Exercise instructions: Show, from the entries below, every line in which "door" appears.

Records for the task:
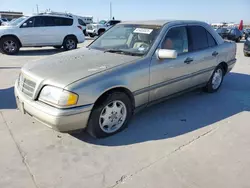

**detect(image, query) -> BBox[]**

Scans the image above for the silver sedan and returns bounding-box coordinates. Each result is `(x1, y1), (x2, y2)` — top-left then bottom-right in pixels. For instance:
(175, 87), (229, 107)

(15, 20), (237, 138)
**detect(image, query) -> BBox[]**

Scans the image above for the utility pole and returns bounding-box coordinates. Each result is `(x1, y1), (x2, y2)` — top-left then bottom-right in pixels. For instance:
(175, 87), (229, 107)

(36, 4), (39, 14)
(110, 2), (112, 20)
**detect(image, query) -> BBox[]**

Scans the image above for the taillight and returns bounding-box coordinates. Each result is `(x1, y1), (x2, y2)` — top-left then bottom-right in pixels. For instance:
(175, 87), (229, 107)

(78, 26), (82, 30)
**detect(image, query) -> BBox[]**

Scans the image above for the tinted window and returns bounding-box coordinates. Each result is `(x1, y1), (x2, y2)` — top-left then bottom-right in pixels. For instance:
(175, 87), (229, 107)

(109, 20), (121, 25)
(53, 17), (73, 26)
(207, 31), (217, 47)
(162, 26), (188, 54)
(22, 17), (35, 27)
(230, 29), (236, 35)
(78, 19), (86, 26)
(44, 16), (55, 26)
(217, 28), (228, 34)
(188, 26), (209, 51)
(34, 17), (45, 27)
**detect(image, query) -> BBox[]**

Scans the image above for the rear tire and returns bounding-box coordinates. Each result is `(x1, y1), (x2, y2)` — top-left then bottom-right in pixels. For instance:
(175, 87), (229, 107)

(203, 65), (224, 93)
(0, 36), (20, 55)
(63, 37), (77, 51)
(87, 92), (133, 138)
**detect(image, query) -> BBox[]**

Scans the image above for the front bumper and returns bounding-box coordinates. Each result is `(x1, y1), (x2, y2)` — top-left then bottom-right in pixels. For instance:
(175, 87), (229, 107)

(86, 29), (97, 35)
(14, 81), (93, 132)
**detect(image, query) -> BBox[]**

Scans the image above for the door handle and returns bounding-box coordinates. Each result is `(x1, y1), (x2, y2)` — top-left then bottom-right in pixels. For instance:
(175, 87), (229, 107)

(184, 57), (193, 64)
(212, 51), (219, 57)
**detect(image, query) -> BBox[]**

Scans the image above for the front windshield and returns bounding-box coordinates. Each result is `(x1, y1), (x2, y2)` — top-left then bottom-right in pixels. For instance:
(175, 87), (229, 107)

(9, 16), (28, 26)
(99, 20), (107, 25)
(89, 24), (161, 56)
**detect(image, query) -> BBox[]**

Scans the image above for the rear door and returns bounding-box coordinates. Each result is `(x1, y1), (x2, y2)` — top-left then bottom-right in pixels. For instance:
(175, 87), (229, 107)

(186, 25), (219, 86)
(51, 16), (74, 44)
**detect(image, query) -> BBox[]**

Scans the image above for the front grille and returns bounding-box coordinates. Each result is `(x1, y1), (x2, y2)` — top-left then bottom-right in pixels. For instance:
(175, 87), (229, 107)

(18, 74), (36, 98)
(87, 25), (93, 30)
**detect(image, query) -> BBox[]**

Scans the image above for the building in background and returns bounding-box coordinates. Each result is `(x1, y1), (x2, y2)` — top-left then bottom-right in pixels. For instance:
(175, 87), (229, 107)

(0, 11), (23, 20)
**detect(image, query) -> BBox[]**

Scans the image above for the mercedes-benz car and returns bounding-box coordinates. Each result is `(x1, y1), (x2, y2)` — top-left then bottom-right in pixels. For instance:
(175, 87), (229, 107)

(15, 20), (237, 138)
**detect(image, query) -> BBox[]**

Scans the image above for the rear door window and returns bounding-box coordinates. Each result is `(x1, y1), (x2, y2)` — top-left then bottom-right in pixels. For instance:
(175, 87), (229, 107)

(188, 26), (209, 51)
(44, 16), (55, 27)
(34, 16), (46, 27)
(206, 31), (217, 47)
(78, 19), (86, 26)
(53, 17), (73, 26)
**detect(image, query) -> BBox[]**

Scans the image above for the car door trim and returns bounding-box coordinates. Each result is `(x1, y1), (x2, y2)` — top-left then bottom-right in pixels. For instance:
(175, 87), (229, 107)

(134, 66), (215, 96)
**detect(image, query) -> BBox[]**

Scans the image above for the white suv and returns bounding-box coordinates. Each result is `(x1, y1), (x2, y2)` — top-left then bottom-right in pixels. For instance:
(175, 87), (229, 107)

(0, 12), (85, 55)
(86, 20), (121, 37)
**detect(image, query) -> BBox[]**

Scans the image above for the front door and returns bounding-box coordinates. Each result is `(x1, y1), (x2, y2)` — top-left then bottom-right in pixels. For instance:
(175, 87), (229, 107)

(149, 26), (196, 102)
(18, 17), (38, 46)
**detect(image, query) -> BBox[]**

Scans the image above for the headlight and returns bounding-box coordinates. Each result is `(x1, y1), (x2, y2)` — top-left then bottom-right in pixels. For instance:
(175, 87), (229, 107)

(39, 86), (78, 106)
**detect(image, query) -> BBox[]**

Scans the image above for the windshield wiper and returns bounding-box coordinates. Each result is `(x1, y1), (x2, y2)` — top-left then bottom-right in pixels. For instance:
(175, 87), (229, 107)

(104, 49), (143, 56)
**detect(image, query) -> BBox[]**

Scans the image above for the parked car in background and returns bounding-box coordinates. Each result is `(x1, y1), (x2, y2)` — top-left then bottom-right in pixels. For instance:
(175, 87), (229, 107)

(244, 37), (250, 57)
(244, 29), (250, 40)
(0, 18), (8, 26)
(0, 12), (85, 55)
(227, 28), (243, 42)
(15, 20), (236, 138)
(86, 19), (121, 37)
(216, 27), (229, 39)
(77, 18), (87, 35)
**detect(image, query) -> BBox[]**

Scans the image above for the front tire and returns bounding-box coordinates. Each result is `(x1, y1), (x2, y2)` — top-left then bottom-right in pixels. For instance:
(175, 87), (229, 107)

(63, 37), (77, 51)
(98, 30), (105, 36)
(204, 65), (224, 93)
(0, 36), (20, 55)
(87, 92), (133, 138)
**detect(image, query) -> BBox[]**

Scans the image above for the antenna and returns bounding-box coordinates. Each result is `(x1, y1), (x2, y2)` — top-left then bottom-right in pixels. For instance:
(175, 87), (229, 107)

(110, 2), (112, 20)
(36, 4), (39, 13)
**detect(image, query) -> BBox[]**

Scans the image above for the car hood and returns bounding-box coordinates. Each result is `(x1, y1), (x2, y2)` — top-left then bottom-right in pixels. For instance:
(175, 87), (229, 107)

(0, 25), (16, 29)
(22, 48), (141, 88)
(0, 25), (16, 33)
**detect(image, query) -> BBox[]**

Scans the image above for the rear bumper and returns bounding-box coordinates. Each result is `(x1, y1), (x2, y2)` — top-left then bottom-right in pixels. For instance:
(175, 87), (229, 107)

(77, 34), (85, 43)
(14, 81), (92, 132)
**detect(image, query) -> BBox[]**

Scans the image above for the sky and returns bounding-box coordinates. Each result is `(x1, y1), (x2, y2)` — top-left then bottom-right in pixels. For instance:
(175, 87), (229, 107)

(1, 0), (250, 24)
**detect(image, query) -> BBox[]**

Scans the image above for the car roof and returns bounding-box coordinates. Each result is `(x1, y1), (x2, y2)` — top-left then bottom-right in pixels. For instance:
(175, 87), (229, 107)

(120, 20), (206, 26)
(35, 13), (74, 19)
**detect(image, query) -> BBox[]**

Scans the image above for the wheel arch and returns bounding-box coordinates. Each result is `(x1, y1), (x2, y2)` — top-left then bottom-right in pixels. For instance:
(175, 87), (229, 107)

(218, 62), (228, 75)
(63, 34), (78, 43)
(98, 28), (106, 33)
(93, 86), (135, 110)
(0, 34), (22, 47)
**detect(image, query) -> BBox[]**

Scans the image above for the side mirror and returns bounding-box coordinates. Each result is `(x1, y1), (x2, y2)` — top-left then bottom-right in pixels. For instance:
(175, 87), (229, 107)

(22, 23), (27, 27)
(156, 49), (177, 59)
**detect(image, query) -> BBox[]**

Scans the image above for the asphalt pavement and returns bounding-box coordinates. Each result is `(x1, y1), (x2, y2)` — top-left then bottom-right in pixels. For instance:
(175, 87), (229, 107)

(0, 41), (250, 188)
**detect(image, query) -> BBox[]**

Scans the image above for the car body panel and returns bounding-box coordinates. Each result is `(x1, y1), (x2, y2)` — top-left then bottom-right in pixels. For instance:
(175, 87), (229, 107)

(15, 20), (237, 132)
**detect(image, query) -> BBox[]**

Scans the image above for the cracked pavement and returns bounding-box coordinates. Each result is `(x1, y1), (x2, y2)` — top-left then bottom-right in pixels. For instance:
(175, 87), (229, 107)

Exercise result:
Scans the image above for the door handle and returns bounding-box coordinates. Each result is `(x1, y1), (x2, y2)` — top-left then bottom-right in pixels. For instance:
Scans the image above for the rear door and returns bounding-box coordinates. Each result is `(x1, y1), (x2, y2)` — top-left then bottom-right in pixels. For instance:
Scans the image above for the rear door window and returns bounding-box coordinates. Each result is `(x1, y1), (x2, y2)` — top-left then bottom-right in pixels. For instance:
Scans the image above for the car door trim and returns bounding-box coordinates. Each result is `(x1, y1), (x2, y2)` — top-left then bottom-right in pixels. For instance:
Scans the image above for the front door and returns bounding-box coordinates. Each result is `(x1, y1), (x2, y2)` — top-left then bottom-right in pixels. For instance:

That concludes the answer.